_WRITTEN INSTRUCTION_
The records below must be output exactly, without pictures.

_Point annotations for photos_
►
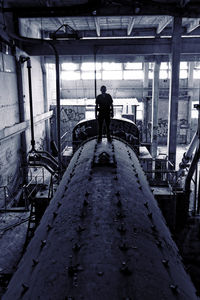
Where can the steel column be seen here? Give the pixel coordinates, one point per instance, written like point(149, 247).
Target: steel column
point(155, 98)
point(174, 90)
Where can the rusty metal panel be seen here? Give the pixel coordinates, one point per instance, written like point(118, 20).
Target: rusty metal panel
point(102, 236)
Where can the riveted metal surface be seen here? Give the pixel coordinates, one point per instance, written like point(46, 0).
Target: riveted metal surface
point(109, 239)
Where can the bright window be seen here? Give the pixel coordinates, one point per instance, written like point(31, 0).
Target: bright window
point(112, 75)
point(183, 74)
point(112, 66)
point(70, 75)
point(133, 66)
point(90, 66)
point(90, 75)
point(134, 75)
point(69, 66)
point(196, 74)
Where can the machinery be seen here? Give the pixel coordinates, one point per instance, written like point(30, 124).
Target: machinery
point(102, 235)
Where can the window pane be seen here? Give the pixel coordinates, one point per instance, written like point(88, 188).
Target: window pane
point(164, 74)
point(90, 66)
point(90, 75)
point(183, 74)
point(112, 66)
point(70, 75)
point(134, 74)
point(164, 66)
point(111, 75)
point(69, 66)
point(135, 66)
point(196, 74)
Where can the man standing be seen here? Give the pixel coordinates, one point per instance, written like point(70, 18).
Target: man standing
point(104, 108)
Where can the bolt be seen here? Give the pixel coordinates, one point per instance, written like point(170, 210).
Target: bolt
point(35, 262)
point(43, 243)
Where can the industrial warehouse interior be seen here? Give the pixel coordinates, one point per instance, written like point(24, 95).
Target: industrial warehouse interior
point(85, 216)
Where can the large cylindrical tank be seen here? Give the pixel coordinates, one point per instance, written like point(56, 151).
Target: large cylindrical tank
point(102, 237)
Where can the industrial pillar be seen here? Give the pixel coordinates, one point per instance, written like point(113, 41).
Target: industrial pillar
point(23, 148)
point(190, 98)
point(145, 103)
point(46, 107)
point(174, 91)
point(155, 98)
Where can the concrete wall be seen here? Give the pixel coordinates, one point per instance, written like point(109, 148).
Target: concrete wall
point(10, 146)
point(9, 115)
point(38, 102)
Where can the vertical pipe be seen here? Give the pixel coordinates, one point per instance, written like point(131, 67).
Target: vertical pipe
point(155, 98)
point(95, 74)
point(58, 109)
point(174, 91)
point(31, 104)
point(22, 119)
◄
_COMPLETED TASK_
Where can the steel column be seen here? Give the pixel coordinates, one point per instance, written like point(149, 247).
Target: steel column
point(155, 98)
point(174, 90)
Where can the rusty metal panel be seen here? Give the pixel coordinates, one point per instance, written like point(118, 20).
Target: rusty metal panel
point(102, 236)
Where can the riveted metal surface be seen here? Give the pixel coordinates, one point per instance, written like point(46, 0).
Target: riveted metal surface
point(109, 239)
Where can the bright window be seen here? Give the pixel coordinates, one point per instance, written like point(31, 0).
Target: bright window
point(112, 75)
point(183, 74)
point(112, 66)
point(70, 75)
point(133, 66)
point(90, 66)
point(90, 75)
point(134, 75)
point(69, 66)
point(196, 74)
Where can the machinery be seen here? Give the pixel coordinates, one point per instance, written like point(30, 124).
Target: machinery
point(102, 235)
Where can the window pane be seen here? Give the pixel coordinates, one point per instance, written like point(88, 188).
Target: window pane
point(164, 74)
point(90, 66)
point(90, 75)
point(183, 74)
point(112, 66)
point(70, 75)
point(134, 74)
point(164, 66)
point(111, 75)
point(69, 66)
point(135, 66)
point(196, 74)
Where can the man standing be seen here? Give the pixel coordinates, one point per instance, written like point(70, 18).
Target: man standing
point(104, 108)
Where can the bolt be seen here? Give the pixel coordinates, one point per instance, written like point(170, 210).
Target: bolt
point(35, 262)
point(43, 243)
Where can the industrial warehouse interior be seen here? Give the pixel coordinates, one point per instance, written like point(24, 95).
Target: industrial warehouse interior
point(85, 216)
Where can the large cylindrical tank be seen here? Give the pixel coordinates, one point per instance, written like point(56, 151).
Target: large cylindrical tank
point(102, 237)
Where can the industrial pillar be seen here? Give the pixel coordinates, one point per instance, written like point(113, 41).
Target: industrial pillar
point(23, 148)
point(190, 98)
point(145, 103)
point(46, 107)
point(174, 91)
point(155, 98)
Where can the concrete wall be seen here? Give the pixel coordinates, one point per instance, written like point(109, 148).
Target: concrete wall
point(10, 146)
point(9, 115)
point(38, 102)
Where can the vertical pipe be seen here? Give the pixel coordinates, one point per instance, written like point(131, 67).
Target: vertical pipe
point(155, 98)
point(95, 74)
point(58, 109)
point(174, 91)
point(31, 104)
point(22, 119)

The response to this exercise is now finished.